▸ **Text block**
· · ·
History of the Peloponnesian War

Thucydides

Thucydides. History of the Peloponnesian War. Crawley, Richard, translator. London and Toronto: J. M. Dent and Sons Ltd.; New York: E. P. Dutton and Co., 1914.

And for myself, I have come here not to hurt but to free the Hellenes, witness the solemn oaths by which I have bound my government that the allies that I may bring over shall be independent; and besides my object in coming is not by force or fraud to obtain your alliance, but to offer you mine to help you against your Athenian masters.

I protest, therefore, against any suspicions of my intentions after the guarantees which I offer, and equally so against doubts of my ability to protect you, and I invite you to join me without hesitation.

Some of you may hang back because they have private enemies, and fear that I may put the city into the hands of a party: none need be more tranquil than they.

I am not come here to help this party or that; and I do not consider that I should be bringing you freedom in any real sense, if I should disregard your constitution, and enslave the many to the few or the few to the many.
· · ·
▸ **Required tasks**
A. Name each city that the Peloponnesian War text gives as a place of publication.
B. Resume the Peloponnesian War speech from its last sentence, keeping the same speaker and manner of address.
· · ·
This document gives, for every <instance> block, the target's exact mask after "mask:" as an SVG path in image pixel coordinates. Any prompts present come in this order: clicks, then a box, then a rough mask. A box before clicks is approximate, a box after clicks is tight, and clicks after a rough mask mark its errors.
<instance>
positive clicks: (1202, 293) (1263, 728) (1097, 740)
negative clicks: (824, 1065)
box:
· · ·
▸ **Answers by item number**
A.
London
Toronto
New York

B.
This would be heavier than a foreign yoke; and we Lacedaemonians instead of being thanked for our pains, should get neither honour nor glory, but contrariwise reproaches. The charges which strengthen our hands in the war against the Athenians would on our own showing be merited by ourselves, and more hateful in us than in those who make no pretensions to honesty;

as it is more disgraceful for persons of character to take what they covet by fair-seeming fraud than by open force; the one aggression having for its justification the might which fortune gives, the other being simply a piece of clever roguery.